- Task description: Reproduce word for word the stretch from "3. For all subsectors" through "economically significant amounts." in the passage below on what Member States must publish about public finances.

** start of Text shown **

2. Member States shall publish detailed information on the impact of tax expenditures on revenues.
3. For all subsectors of general government, Member States shall publish relevant information on contingent liabilities with potentially large impact on public budgets, including government guarantees, non-performing loans, and liabilities stemming from the operation of public corporations, including the extent thereof. Member States shall also publish information on disaster and climate-related contingent liabilities to the extent possible. Published information shall, to the extent possible, take into account information on fiscal costs incurred due to disasters and climate-related shocks. Member States shall publish information on the participation of general government in the capital of private and public corporations in respect of economically significant amounts.
"
(14) Article 15 is replaced by the following:"

** end of Text shown **
** start of Given data **

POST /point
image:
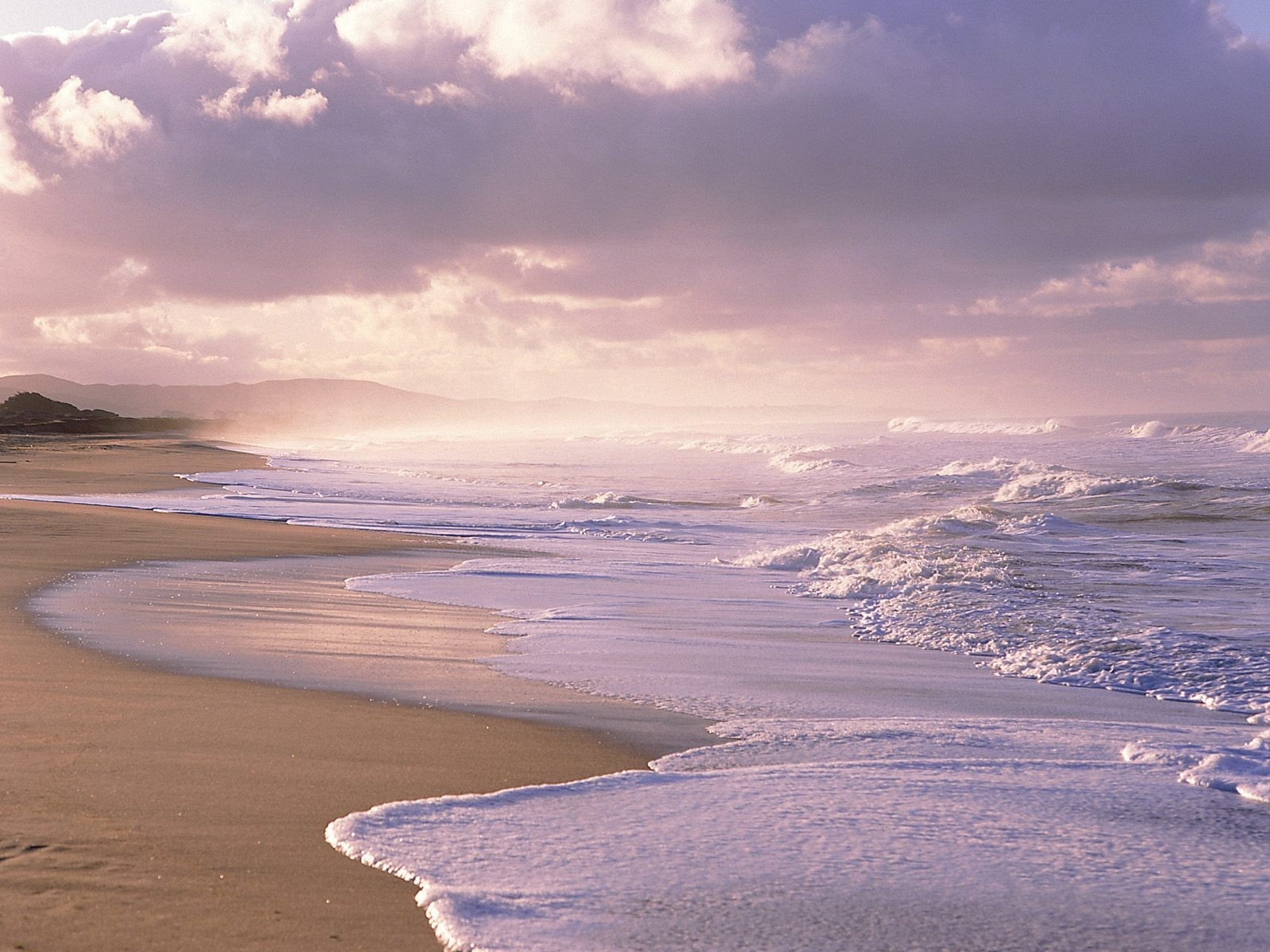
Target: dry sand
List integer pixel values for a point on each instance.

** end of Given data **

- Correct answer:
3. For all subsectors of general government, Member States shall publish relevant information on contingent liabilities with potentially large impact on public budgets, including government guarantees, non-performing loans, and liabilities stemming from the operation of public corporations, including the extent thereof. Member States shall also publish information on disaster and climate-related contingent liabilities to the extent possible. Published information shall, to the extent possible, take into account information on fiscal costs incurred due to disasters and climate-related shocks. Member States shall publish information on the participation of general government in the capital of private and public corporations in respect of economically significant amounts.